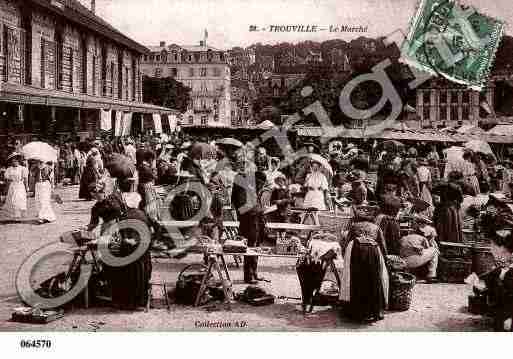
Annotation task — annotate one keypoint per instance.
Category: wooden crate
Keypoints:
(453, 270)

---

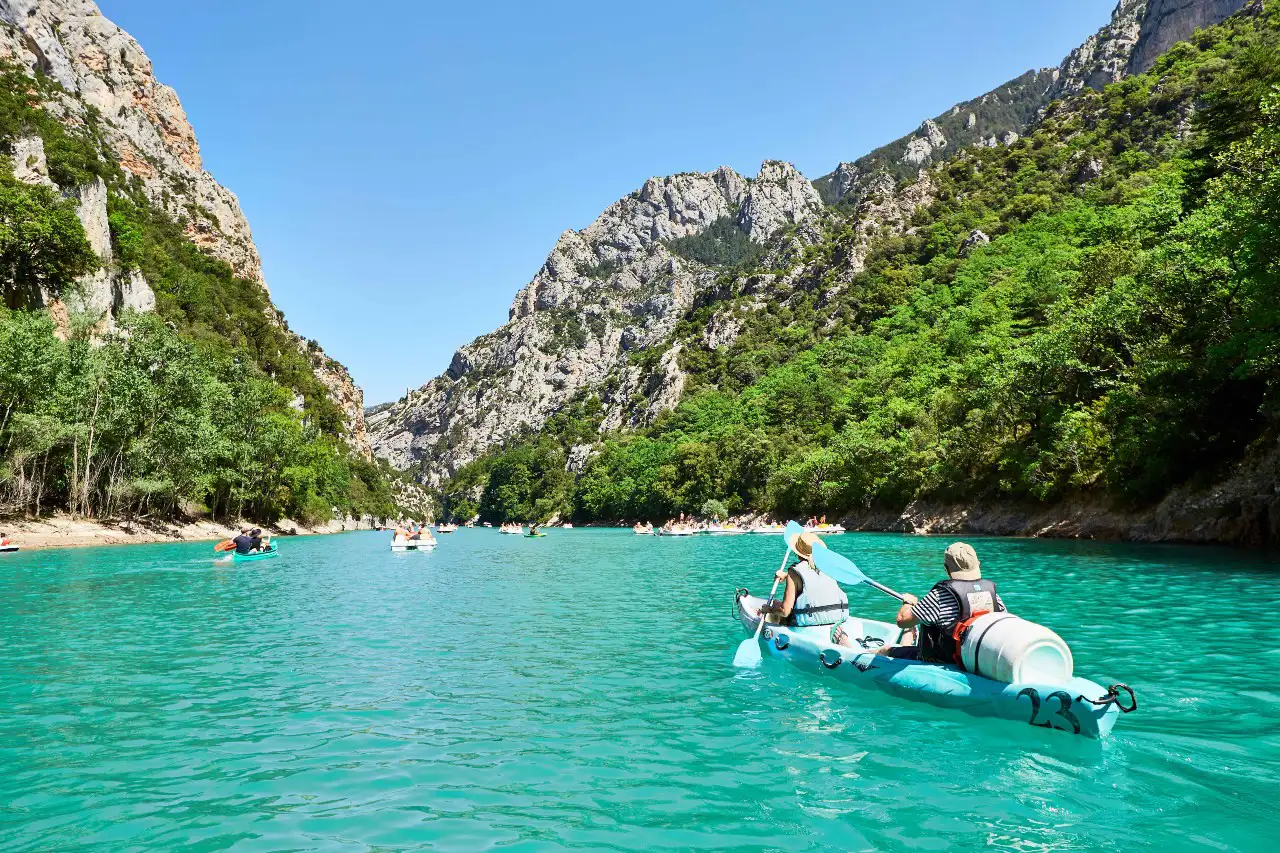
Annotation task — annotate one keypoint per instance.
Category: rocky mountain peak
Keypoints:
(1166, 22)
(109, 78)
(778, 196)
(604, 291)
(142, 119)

---

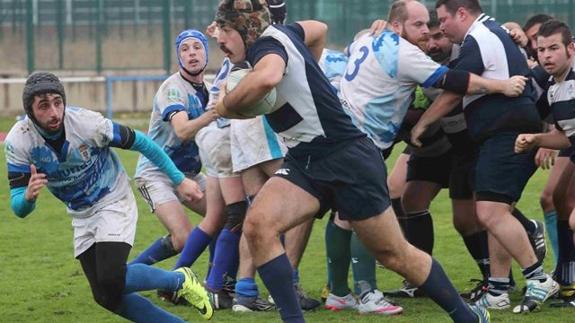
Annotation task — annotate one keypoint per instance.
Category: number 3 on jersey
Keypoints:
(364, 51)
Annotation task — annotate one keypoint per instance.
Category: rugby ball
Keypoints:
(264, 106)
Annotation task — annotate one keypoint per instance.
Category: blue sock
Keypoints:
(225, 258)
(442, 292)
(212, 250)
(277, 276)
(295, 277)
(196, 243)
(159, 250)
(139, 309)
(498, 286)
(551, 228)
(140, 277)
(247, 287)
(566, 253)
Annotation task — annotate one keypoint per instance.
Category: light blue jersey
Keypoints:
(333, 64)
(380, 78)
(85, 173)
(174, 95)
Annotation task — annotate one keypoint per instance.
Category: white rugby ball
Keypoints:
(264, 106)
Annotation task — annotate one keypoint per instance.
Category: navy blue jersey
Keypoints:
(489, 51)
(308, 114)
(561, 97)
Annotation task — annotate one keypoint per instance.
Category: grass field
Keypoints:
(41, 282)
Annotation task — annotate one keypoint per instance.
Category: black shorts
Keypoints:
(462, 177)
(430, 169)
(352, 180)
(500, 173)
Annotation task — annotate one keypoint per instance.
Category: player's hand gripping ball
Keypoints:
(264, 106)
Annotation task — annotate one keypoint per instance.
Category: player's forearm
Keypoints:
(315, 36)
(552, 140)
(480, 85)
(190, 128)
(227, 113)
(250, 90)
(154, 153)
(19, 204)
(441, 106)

**Exercise**
Return all lines above that mention the word "jersey".

**Worked solution**
Category: number 3 on jersey
Category: light blue jersey
Category: navy blue jersey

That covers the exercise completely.